* Start SELECTED EXTRACT *
Unchained Memories: Readings from the Slave Narratives is a 2003 American documentary film about the stories of former slaves interviewed during the 1930s as part of the Federal Writers' Project and preserved in the WPA Slave Narrative Collection. This HBO film interpretation directed by Ed Bell and Thomas Lennon is a compilation of slave narratives, narrated by actors, emulating the original conversation with the interviewer.  The slave narratives may be the most accurate in terms of the everyday activities of the enslaved, serving as personal memoirs of more than two thousand former slaves.  The documentary depicts the emotions of the slaves and what they endured.  The "Master" had the opportunity to sell, trade, or kill the enslaved, for retribution should one slave not obey.
* End SELECTED EXTRACT *
• PROBLEMS TO WORK ON:
**a)** The passage about the documentary Unchained Memories says the "Master" had the opportunity to do certain things to the enslaved. List every one of them.
**b)** Pick up the passage about the documentary Unchained Memories after its final sentence and carry it on.
* Start INFORMATION SHOWN *
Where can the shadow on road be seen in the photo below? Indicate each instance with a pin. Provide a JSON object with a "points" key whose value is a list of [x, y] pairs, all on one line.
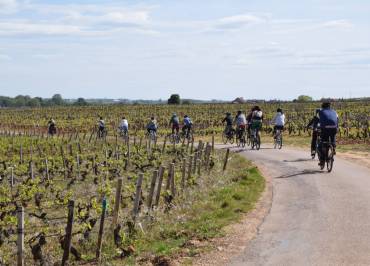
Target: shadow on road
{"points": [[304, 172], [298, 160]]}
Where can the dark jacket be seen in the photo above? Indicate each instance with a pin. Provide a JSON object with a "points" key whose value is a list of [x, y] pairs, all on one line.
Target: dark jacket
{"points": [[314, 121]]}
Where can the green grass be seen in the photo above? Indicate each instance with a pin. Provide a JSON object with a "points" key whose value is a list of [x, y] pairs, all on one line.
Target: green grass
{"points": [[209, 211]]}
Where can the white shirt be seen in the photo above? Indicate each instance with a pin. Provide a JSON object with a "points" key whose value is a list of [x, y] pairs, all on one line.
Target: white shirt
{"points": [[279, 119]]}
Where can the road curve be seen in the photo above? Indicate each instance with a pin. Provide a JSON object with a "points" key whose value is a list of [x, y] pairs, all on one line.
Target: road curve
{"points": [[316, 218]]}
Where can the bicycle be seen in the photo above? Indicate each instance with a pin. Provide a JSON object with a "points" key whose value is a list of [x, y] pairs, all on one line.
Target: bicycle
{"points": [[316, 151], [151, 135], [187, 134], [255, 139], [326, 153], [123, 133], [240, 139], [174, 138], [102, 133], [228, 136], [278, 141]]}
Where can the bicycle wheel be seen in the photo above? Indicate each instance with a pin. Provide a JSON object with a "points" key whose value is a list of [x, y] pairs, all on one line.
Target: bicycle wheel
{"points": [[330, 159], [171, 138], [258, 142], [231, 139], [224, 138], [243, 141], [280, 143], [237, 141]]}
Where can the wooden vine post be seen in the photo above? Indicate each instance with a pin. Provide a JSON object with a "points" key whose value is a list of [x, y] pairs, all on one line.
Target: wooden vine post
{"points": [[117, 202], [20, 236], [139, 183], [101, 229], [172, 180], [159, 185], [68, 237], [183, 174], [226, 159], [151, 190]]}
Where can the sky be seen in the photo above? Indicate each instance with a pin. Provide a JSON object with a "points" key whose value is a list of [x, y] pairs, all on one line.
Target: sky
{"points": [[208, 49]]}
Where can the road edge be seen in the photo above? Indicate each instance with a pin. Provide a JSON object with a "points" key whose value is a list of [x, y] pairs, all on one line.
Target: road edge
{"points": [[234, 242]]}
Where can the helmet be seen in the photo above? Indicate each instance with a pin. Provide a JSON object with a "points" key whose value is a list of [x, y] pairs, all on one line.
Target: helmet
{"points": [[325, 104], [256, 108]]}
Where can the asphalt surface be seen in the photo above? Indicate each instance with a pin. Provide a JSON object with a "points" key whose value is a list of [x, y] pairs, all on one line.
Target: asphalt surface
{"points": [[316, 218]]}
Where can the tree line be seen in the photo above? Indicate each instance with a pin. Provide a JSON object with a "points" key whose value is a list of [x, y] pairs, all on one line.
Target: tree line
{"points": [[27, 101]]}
* End INFORMATION SHOWN *
• WRITTEN ANSWERS:
**a)** sell, trade, kill

**b)**
History
The largest collection of slave narratives emerged from the Federal Writers' Project. Created by the Federal Government under the WPA to reduce unemployment during the 1930s, one component of the Federal Writers' Project involved interviews with thousands of former slaves in 17 states. The oral history interview project yielded an extraordinary set of 2,300 autobiographical documents known as the Slave Narrative Collection. What emerged from these documents were pictures of living standards, the daily chores, and long days, along with stories of the good and bad "Master." The brutality, torture, and abuse under slavery are themes in the interviews.

After the Civil War ended in 1865, more than four million slaves were set free. The main objectives were to inform the public and describe the history and life of the former slaves. More than 2,000 slave narratives along with 500 photos are available online at the Library of Congress as part of the "Born in Slavery" project.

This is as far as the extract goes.